◆ EXERCISE PROMPT
Put the lines of the listing below, from the line with "like [[66, 137]]." through the line with "[[400, 227], [13, 217]]", both included, into a JSON list of strings with one string per line. Leave out any blank lines.

***** GIVEN RECORDS *****

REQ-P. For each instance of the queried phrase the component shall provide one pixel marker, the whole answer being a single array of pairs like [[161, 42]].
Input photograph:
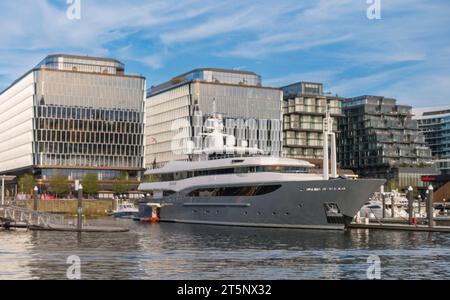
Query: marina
[[177, 251], [213, 140]]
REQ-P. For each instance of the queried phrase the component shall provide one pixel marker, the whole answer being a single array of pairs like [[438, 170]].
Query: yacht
[[239, 186]]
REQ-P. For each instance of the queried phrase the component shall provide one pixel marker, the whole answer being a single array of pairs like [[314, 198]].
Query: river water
[[181, 251]]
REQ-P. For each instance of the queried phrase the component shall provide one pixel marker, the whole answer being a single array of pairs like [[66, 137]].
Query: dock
[[400, 227], [13, 217]]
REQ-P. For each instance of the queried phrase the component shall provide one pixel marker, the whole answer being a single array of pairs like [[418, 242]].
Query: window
[[246, 191]]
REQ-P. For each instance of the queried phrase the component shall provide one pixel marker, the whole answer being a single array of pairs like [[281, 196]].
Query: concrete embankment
[[91, 208]]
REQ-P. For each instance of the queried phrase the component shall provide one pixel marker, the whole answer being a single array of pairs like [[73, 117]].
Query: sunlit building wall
[[73, 115], [176, 112]]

*****

◆ TASK RESULT
[
  "REQ-P. For each instance of the queried phrase the component shall provide one pixel marker, the whole answer being a single array of pairs like [[66, 137]].",
  "Query: dock",
  "[[400, 227], [13, 217]]"
]